Problem statement.
Using the records that follow, copy every line containing the word "black".
[Entries provided — start]
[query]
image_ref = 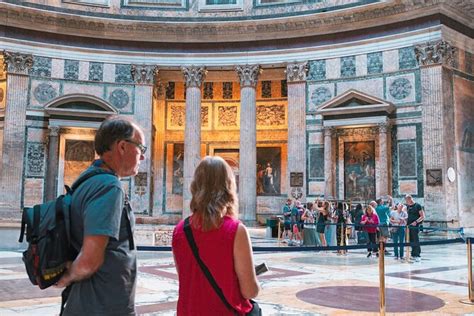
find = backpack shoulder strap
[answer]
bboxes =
[71,168,116,192]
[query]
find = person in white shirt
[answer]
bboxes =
[390,203,408,260]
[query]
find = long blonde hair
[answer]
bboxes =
[189,156,238,231]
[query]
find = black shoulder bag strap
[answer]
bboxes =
[183,217,237,314]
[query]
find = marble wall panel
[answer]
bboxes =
[356,54,367,77]
[78,61,89,81]
[336,77,384,99]
[64,60,79,80]
[29,79,60,107]
[398,141,417,177]
[27,127,47,143]
[340,56,356,78]
[62,82,104,99]
[30,56,51,78]
[398,180,418,195]
[23,178,44,207]
[308,146,324,179]
[308,131,323,145]
[383,50,399,73]
[397,125,417,140]
[51,58,64,79]
[308,181,325,196]
[89,62,104,81]
[102,63,115,83]
[25,142,46,177]
[399,47,417,70]
[307,83,335,111]
[386,73,416,104]
[367,52,383,75]
[326,58,340,80]
[308,60,326,81]
[115,64,133,83]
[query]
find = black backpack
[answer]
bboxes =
[18,169,113,289]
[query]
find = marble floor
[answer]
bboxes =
[1,230,473,315]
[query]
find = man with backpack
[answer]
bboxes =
[55,116,146,315]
[Entries provided — finish]
Written solution.
find = black shoulder bag strap
find = black backpack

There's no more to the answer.